- Work to complete
Copy the listing below word for word, starting at the line containing "Put a dot on each instance of the white football" and ending at the line containing "column 286, row 465", with both of those lines included.

* * * *

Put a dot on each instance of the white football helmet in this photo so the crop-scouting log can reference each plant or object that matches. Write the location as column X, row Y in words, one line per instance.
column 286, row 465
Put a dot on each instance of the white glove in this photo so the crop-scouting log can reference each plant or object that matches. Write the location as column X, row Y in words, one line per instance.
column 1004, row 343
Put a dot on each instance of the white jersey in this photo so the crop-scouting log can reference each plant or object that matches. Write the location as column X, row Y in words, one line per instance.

* * * *

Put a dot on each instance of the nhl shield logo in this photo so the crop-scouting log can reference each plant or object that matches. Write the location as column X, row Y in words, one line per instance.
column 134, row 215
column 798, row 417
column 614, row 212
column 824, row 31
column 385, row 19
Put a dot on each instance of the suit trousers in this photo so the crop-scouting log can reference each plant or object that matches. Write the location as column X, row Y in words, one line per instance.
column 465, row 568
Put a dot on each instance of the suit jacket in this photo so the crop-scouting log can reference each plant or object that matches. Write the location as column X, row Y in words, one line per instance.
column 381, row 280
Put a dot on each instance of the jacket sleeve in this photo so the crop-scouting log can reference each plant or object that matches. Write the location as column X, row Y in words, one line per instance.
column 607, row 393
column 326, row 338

* * * *

- Response
Put a dot on each instance of the white football helmet in this photo so the crop-scouting log can reference each plant or object that matches. Write the location as column X, row Y in words, one line per instance.
column 286, row 465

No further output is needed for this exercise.